> _Text extract_
-- START --
The diachronics of this situation are reasonably clear: the perfective prefixed indeterminate forms reflect the fact that the determinate and indeterminate verbs were originally wholly separate lexemes with no unusual affinity, so at one point the verbs now called indeterminate were freely able to take perfectizing derivational prefixes. The imperfective prefixed indeterminate verbs, on the other hand, are the result of generalizing the model of prefixed motion verbs, where the indeterminate stem always marks imperfective forms. The latter group has come to dominate, with the perfective forms typically described as exceptional in most pedagogical materials, despite the fact that they conform to the typical patterns of Russian derivation; they are the “exception to the exception” within the realm of motion verbs (Janda 2010).
-- END --
> _Problems to work on_
a) In the passage on Russian motion verbs, how do most pedagogical materials typically describe the perfective forms?
b) Copy the passage on Russian motion verbs starting at "The diachronics of" and ending at "verbs (Janda 2010).", changing "lexemes" to "words".
Work only from the passage on Russian motion verbs.

> _Data extract_
-- START --
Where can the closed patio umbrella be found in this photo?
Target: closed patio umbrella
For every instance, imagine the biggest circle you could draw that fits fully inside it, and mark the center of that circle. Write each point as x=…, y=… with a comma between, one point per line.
-- END --
> _Answers by task_
a) They typically describe them as exceptional.

b)
The diachronics of this situation are reasonably clear: the perfective prefixed indeterminate forms reflect the fact that the determinate and indeterminate verbs were originally wholly separate words with no unusual affinity, so at one point the verbs now called indeterminate were freely able to take perfectizing derivational prefixes. The imperfective prefixed indeterminate verbs, on the other hand, are the result of generalizing the model of prefixed motion verbs, where the indeterminate stem always marks imperfective forms. The latter group has come to dominate, with the perfective forms typically described as exceptional in most pedagogical materials, despite the fact that they conform to the typical patterns of Russian derivation; they are the “exception to the exception” within the realm of motion verbs (Janda 2010).